WORLD WAR II in the Pacific was unlike anything else experienced in the history of warfare. It covered distances that even today boggle the mind. In a sense, the front, if you will, was thousands of miles long and mostly water, with the fighting taking place at sea and on a host of islands that most Americans had not heard of before 1941.
Also, what was rather special in this conflict was that for the most part, the fighting didn't take place on the home soil of either of the major combatants. It was usually fought on someone else's territory or at sea.
But when it did reach the home shores of either the United States or Japan, the intensity of the reaction often stunned the invader.
For instance, when the Japanese captured two of our islands in the Aleutians, the United States reacted overwhelmingly. It's still hard to say just how strategically important these islands were, but having any portion of the United States occupied by our enemy was unacceptable. But our reaction was measured compared with that of the Japanese later in the war.
The Japanese didn't have to face an assault on their home soil until late in the war. The invasion of Iwo Jima, which occurred in February 1945, was arguably the first attack on what Japan considered its home turf. And the Japanese fought to the last man to defend it. The U.S. Marines will gladly attest to this.

> _DATA LISTING_

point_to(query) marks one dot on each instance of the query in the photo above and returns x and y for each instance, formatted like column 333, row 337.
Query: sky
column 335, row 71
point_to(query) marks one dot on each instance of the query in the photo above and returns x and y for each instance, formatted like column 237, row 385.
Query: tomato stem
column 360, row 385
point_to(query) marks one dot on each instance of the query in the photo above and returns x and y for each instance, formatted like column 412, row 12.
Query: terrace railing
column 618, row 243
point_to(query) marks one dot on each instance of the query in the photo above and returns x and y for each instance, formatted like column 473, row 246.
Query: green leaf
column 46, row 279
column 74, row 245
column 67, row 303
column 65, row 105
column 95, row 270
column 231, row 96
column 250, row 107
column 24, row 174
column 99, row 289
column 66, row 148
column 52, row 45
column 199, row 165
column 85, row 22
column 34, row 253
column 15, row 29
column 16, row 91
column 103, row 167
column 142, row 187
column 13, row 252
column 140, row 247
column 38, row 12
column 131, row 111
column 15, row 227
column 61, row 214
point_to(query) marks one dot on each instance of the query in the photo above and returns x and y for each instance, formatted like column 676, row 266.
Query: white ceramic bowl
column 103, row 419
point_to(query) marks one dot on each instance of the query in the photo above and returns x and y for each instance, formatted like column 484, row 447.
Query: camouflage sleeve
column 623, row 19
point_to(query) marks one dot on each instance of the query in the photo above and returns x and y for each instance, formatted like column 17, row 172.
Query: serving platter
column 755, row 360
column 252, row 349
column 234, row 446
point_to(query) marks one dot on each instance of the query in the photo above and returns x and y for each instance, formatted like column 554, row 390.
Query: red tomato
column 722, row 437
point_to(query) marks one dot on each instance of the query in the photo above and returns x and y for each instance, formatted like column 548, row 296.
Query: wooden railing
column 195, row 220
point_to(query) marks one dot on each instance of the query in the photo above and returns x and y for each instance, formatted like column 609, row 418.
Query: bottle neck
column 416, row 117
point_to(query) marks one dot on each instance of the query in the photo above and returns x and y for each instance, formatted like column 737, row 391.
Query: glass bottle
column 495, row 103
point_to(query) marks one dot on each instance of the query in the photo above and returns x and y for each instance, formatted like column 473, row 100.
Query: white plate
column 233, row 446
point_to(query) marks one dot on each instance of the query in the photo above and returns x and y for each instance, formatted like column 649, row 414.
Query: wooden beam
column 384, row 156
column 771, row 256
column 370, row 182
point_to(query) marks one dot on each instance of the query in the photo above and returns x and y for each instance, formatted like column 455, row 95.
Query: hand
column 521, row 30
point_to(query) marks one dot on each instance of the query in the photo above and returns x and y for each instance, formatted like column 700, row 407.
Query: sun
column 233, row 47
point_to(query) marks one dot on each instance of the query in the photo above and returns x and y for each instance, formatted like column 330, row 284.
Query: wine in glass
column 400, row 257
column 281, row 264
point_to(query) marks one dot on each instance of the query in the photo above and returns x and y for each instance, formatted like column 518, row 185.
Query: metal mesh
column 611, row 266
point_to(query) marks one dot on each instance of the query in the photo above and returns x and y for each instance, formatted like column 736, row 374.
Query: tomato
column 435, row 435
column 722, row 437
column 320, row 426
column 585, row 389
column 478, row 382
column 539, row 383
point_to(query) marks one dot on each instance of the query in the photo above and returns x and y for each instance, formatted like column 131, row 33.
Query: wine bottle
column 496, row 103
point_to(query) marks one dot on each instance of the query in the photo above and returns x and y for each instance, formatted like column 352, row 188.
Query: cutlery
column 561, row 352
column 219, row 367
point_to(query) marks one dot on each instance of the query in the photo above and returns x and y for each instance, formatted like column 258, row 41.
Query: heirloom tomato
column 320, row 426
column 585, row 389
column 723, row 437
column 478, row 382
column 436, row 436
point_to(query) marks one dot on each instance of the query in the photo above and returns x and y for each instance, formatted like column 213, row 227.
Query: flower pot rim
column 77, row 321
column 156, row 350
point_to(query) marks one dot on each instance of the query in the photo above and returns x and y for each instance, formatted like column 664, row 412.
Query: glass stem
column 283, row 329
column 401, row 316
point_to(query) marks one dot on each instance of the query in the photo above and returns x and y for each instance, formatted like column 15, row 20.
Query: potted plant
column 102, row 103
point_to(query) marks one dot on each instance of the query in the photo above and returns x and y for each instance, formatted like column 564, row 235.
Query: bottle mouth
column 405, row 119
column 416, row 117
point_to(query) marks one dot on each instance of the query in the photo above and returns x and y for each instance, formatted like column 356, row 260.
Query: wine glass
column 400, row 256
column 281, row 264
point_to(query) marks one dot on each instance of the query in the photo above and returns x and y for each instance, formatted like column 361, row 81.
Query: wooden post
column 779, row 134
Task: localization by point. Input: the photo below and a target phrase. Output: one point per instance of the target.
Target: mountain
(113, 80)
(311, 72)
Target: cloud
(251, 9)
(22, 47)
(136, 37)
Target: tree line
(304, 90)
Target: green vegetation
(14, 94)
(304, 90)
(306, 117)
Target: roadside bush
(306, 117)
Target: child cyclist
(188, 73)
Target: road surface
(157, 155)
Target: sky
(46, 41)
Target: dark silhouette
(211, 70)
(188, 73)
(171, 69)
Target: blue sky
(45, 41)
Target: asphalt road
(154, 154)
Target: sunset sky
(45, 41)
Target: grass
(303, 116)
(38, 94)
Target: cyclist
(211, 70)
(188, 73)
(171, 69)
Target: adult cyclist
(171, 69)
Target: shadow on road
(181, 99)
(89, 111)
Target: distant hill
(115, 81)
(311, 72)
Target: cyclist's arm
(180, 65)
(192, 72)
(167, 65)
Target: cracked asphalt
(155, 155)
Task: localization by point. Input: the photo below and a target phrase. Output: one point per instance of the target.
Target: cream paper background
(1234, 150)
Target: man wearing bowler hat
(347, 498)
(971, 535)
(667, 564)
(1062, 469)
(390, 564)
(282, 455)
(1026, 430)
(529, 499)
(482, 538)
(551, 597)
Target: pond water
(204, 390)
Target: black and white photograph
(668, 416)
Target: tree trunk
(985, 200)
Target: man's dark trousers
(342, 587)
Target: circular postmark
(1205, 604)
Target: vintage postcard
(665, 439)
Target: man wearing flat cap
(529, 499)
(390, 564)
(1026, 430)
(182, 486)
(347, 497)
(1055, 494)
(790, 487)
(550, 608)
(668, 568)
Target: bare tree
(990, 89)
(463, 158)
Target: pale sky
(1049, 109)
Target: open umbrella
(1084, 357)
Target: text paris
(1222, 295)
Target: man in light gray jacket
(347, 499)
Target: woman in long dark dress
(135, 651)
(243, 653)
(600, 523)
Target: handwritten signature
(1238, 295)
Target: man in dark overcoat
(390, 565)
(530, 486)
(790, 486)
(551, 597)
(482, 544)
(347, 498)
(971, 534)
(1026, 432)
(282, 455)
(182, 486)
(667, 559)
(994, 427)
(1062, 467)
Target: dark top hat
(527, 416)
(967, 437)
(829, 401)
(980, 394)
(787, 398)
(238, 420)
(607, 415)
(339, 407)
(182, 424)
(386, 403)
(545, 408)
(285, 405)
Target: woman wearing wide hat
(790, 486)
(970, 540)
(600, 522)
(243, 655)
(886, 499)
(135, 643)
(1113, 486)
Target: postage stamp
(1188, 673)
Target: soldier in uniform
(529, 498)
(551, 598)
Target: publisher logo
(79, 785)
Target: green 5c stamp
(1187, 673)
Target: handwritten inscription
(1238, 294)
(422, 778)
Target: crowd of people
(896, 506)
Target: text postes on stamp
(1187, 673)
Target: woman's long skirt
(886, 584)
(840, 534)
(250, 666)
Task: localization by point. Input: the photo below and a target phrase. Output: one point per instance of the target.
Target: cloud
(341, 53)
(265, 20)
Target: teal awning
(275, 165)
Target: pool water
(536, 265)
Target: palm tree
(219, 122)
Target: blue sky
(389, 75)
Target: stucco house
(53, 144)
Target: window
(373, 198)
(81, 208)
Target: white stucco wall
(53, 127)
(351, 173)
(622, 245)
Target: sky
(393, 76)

> _TASK SET_
a) In the passage on World War II in the Pacific, how would you rewrite the paragraph beginning "For instance, when the Japanese captured" as a short list of its main facts?
b) Could you write what comes next in the passage on World War II in the Pacific, picking up after its last sentence?

> _TASK-BY-TASK RESULTS_
a)
- The Japanese captured two U.S. islands in the Aleutians.
- The United States reacted overwhelmingly.
- The islands' strategic importance is still hard to judge.
- Enemy occupation of any part of the United States was unacceptable.
- The U.S. reaction was measured compared with Japan's reaction later in the war.

b)
But Iwo Jima was still a long way from Japan. It was very small, and it had no civilian population. However, Okinawa, the next island the American forces invaded, had been, since 1879, administratively and politically a part of Japan. This added a new mind-set, and fierceness, to the Japanese defense--something that shocked even the most hardened American veterans of the war.
The U.S. landings on Okinawa began 60 years ago in what was called Operation Iceberg. The island of Okinawa is about 400 miles from Japan and is a part of what's called the Ryukyu Islands. They form a chain of islands that run from the southern Japanese island of Kyushu all the way to Taiwan.
With two large airfields and a harbor, Okinawa was considered critical as a staging base for the eventual U.S. invasion of Japan.
The Battle of Okinawa was the largest single battle of the Pacific war, was one of its most costly, and for all practical purposes was also its last. Some 12,000 U.S. soldiers and Marines died on Okinawa, while Japanese losses reached 110,000. Civilian deaths among the islanders were possibly as high as 150,000. What this proved was just how far the Japanese, however irrationally and brutally, were willing to go to defend their home territory.
It also represented the most sustained and effective use of the kamikazes. This is a concept that is still foreign to the Western mind, but was an integral part of the Japanese strategy. Suicide pilots, all of whom supposedly volunteered, would get into their planes, convinced they were on a divine mission, and fly their explosives-laden aircraft into our ships. The losses were staggering. Thirty ships were sunk, and another 223 were damaged.
Another unique aspect to the Okinawa campaign was the application of a fairly sophisticated Japanese defensive strategy. Rather than meeting the American forces on the beaches, as they had throughout the war, they waited until our forces moved inland.
Then, with pre-established fortifications and well-planned fields of fire, they could have more control of the battle. It was an effective approach, and while the U.S. Marines and soldiers prevailed, through shear will and courage, it was an expensive campaign.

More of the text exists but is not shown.